(Reading passage):
Many people suffer from dry, cracked skin during the winter months. While the weather conditions obviously play a role, there are physiological factors at work as well. New research from scientists at the University of Copenhagen has revealed more about why winter dryness happens. Reporting in the British Journal of Dermatology, they tested the skin of 80 adults and found that the levels of byproducts of a protein called filaggrin fluctuate between the winter and summer months.
"This study shows clearly that the skin barrier is affected by climatic and seasonal changes. Both children and adults suffer from red cheeks in the winter in northern latitudes, and some may even develop more permanent skin conditions such as atopic eczema and rosacea," explained senior author Dr. Jacob Thyssen, of the University of Copenhagen, in Denmark.
Filaggrin is also known to be associated with skin diseases like eczema; defects in the filaggrin gene can lead to ichthyosis vulgaris, a disorder which is characterized by itchy, dry skin. Filaggrin helps keep skin up to the task of forming a protective barrier. It is found in the outer layer of the skin, inside of cells called corneocytes. The researchers also saw changes in the texture of those cells in their study.
"By the use of high magnification, we show that the skin cells suffer from shrinkage and therefore change their surface. The clinical message to individuals is that they should protect their skin with emollients in the winter and sunscreen in the summer,” added Thyssen.

(Task statement):
Render this sentence from the passage on winter skin dryness in Spanish: "Many people suffer from dry, cracked skin during the winter months." The material that comes next has no connection to the text above.

(Extracted material):
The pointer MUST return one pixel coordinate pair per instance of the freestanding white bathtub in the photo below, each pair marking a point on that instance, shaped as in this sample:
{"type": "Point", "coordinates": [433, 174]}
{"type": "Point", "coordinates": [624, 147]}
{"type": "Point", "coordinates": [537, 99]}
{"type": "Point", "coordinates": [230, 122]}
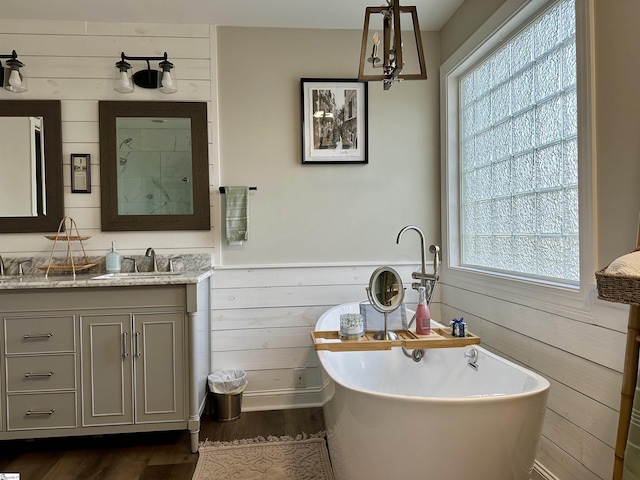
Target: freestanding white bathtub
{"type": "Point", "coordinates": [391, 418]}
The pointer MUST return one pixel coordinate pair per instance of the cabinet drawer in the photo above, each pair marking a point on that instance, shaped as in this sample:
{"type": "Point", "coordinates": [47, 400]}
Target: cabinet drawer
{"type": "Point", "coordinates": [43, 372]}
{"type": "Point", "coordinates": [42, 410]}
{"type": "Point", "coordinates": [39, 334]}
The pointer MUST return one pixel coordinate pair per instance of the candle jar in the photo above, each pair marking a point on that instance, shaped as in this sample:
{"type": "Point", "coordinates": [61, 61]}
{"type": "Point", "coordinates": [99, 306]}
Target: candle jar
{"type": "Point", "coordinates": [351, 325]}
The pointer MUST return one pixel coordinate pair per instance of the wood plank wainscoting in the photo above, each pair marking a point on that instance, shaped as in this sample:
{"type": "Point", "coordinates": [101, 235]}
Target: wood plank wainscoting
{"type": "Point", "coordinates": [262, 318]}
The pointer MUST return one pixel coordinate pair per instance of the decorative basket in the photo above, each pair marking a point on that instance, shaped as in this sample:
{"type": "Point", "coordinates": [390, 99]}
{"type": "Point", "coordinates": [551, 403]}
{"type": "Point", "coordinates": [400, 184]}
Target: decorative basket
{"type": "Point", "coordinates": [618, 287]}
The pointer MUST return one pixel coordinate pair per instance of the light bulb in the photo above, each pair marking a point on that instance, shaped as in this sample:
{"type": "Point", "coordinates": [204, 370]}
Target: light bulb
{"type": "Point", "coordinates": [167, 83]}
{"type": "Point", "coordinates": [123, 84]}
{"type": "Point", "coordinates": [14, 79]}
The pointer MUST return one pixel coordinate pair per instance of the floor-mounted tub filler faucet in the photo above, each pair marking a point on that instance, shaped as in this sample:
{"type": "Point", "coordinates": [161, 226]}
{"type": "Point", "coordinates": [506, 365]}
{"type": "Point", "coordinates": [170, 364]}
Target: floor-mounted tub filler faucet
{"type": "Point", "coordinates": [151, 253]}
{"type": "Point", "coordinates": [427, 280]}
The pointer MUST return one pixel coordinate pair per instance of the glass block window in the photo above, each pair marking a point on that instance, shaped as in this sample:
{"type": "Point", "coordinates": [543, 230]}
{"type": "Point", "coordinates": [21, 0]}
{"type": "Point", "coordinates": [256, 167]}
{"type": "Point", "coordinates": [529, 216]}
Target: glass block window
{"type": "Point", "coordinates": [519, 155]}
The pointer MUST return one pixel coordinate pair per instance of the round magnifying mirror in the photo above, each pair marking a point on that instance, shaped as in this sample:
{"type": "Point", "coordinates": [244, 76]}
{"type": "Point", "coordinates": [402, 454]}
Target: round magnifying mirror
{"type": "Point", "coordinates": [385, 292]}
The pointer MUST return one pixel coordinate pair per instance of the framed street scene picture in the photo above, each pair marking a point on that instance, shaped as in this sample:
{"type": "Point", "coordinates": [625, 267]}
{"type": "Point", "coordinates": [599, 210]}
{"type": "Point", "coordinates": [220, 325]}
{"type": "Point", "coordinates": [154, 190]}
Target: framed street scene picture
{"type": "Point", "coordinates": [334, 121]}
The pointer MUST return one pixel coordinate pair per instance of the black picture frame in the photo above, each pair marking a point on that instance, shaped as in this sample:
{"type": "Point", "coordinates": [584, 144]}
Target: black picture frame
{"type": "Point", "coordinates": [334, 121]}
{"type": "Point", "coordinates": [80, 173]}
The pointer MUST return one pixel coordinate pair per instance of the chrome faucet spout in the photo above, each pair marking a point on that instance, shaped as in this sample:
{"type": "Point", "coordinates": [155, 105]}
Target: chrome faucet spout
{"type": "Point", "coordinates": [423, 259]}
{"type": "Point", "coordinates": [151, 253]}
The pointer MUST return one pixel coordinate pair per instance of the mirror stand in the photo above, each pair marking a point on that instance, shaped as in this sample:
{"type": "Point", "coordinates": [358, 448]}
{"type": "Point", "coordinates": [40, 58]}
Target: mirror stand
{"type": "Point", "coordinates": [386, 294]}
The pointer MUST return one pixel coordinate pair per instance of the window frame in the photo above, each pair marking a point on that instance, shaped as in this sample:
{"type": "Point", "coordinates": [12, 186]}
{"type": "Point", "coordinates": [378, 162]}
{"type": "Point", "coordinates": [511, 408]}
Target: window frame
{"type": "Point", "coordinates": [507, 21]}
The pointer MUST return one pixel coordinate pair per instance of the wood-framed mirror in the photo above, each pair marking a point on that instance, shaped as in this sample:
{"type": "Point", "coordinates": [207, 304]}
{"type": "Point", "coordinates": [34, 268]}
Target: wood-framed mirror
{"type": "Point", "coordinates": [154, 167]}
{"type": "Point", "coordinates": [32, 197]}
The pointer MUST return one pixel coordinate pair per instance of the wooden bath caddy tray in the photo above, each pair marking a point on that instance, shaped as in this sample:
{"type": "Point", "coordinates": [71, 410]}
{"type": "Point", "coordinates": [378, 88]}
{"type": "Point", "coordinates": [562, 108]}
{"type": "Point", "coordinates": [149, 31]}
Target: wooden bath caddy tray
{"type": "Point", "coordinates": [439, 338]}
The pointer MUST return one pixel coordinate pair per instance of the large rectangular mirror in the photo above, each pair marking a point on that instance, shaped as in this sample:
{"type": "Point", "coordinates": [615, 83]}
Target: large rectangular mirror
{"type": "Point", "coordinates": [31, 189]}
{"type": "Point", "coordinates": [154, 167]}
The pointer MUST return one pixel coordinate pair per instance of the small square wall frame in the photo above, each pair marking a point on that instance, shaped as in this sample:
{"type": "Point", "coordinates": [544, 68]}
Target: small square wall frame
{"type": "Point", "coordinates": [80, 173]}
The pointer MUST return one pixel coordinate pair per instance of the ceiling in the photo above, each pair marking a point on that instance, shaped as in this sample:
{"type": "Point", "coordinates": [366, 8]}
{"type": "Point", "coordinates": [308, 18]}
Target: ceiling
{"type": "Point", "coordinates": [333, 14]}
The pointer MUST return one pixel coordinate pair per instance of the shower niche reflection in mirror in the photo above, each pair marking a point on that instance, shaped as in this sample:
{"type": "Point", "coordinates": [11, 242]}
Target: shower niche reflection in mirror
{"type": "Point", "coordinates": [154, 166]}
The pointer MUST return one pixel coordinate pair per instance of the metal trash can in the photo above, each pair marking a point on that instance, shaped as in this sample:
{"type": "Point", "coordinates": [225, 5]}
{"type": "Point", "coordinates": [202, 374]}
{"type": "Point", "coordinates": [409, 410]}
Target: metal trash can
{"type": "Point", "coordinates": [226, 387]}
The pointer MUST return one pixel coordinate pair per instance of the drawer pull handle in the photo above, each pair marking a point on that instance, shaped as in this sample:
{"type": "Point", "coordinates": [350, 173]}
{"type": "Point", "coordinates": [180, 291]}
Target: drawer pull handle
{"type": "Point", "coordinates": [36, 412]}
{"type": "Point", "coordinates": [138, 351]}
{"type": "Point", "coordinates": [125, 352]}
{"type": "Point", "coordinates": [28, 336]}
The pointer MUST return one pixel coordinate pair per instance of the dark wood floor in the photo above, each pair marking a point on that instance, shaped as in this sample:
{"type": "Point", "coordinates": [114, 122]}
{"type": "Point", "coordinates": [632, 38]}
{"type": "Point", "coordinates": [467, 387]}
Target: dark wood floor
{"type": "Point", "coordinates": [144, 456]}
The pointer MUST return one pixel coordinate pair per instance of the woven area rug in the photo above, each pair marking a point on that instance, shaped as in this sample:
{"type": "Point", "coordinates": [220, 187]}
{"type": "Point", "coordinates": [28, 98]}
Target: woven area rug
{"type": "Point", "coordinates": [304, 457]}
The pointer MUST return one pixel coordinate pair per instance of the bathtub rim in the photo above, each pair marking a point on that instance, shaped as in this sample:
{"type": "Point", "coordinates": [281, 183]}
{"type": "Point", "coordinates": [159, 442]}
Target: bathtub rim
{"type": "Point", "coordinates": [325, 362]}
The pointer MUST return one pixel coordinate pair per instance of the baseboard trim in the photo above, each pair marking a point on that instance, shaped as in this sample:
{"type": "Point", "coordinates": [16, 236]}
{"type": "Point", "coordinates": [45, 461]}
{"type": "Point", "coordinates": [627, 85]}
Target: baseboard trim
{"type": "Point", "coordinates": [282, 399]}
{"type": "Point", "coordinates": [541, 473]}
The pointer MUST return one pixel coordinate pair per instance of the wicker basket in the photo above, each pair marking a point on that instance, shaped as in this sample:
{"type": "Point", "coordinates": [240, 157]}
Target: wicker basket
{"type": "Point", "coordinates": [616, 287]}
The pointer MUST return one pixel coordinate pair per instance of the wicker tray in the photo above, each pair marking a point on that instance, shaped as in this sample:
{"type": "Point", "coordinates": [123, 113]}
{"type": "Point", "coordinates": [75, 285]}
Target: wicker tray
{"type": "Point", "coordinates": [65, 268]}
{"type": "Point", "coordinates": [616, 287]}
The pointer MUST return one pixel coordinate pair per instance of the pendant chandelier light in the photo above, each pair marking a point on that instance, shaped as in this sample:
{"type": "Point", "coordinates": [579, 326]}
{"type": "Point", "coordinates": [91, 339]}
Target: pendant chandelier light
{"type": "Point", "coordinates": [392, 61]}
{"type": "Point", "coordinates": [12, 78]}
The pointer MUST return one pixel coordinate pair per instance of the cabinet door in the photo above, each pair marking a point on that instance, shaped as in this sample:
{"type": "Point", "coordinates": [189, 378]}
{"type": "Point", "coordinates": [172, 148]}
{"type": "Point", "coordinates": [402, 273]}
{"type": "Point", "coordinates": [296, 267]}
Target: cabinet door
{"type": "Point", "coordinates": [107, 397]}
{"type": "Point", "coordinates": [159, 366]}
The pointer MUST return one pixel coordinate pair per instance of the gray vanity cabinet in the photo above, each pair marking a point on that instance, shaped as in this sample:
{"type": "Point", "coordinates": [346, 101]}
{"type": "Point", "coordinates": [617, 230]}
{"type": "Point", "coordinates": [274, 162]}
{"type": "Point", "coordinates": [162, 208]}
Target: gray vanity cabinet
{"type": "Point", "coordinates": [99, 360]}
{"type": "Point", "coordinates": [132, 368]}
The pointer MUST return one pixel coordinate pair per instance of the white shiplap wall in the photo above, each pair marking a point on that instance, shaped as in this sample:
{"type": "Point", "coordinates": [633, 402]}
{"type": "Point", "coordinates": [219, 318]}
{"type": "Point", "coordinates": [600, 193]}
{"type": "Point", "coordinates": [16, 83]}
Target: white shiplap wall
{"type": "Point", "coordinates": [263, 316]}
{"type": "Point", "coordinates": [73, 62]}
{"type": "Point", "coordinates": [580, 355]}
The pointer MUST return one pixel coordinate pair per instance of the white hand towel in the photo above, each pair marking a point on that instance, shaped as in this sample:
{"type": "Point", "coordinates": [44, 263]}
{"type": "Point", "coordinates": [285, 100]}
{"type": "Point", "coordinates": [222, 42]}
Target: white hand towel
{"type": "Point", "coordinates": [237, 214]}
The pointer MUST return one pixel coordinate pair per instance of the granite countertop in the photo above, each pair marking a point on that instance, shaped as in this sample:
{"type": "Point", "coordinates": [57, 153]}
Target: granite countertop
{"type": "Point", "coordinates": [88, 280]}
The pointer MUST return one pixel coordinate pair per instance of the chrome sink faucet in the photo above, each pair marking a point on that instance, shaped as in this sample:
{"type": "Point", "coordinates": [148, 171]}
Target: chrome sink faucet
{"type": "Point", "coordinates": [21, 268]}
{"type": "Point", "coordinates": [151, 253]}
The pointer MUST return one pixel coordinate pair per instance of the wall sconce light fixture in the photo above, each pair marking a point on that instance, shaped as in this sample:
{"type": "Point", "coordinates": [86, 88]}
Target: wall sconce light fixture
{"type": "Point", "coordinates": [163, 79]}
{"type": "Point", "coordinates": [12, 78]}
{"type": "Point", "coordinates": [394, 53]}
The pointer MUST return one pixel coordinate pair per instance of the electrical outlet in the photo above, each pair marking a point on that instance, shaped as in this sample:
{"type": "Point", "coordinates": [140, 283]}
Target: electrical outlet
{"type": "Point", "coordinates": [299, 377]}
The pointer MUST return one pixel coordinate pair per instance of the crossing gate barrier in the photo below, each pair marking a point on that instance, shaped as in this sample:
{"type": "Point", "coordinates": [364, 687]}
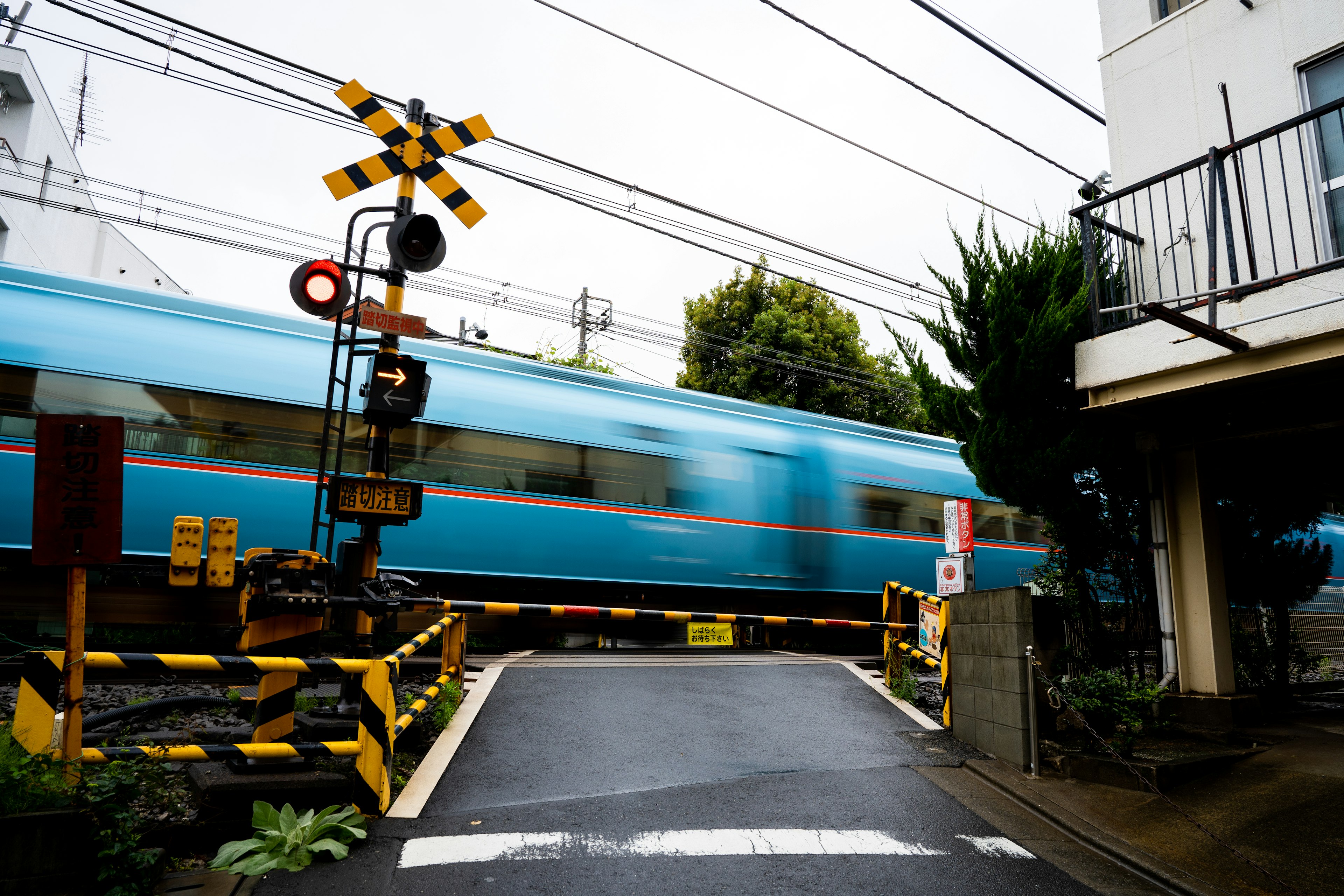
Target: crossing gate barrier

(Response to the task):
Muchas personas sufren de piel seca y agrietada durante los meses de invierno.